## Machine Learning Model Building Pipeline: Wrapping up for Deployment


In the previous sections, we worked through the typical Machine Learning pipeline to build a regression model that allows us to predict house prices. We have done exploratory data analysis to udnerstand the data, then modified them to make them suitable for regression model and we have selected a subset of variables using Lasso regression.

Now, we need to deploy out model so that when we call new data, our model will be able to estimate the SalePrice based on the characeristics of the house. For this, the code needs to be modified to be suitable and will be shown next. In this section, we will summarise the key parts of the code which will go into the production.

* Input data *
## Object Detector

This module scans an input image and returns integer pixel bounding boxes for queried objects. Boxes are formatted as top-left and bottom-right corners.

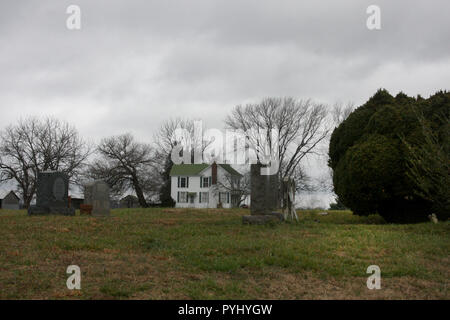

* Exercises *
[a] In the section on deploying the house-price model, reproduce the stretch from "In the previous" through "using Lasso regression." word for word.
[b] According to the section on deploying the house-price model, which regression method was used to select a subset of variables?
[c] Extend the section on deploying the house-price model, starting after its final sentence.

* Per-task answers *
[a]
In the previous sections, we worked through the typical Machine Learning pipeline to build a regression model that allows us to predict house prices. We have done exploratory data analysis to udnerstand the data, then modified them to make them suitable for regression model and we have selected a subset of variables using Lasso regression.

[b] Lasso regression

[c]
### Setting the seed to ensure reproducibility

It is important to note, that since we are engineering variables and pre-processing data with the idea of deploying the model we need to ensure reproucibility. Hence for each step that includes some element of randomness, it is important that we set the seed.

In [1]:
# To handle datasets. These are standard imports
import pandas as pd
import numpy as np
import os

# for plotting
import matplotlib as mpl
import matplotlib.pyplot as plt
%matplotlib inline

# to display all the columns of the dataframe in the notebook
pd.pandas.set_option('display.max_columns', None)

# to display data with high width
pd.set_option('display.width', 1000)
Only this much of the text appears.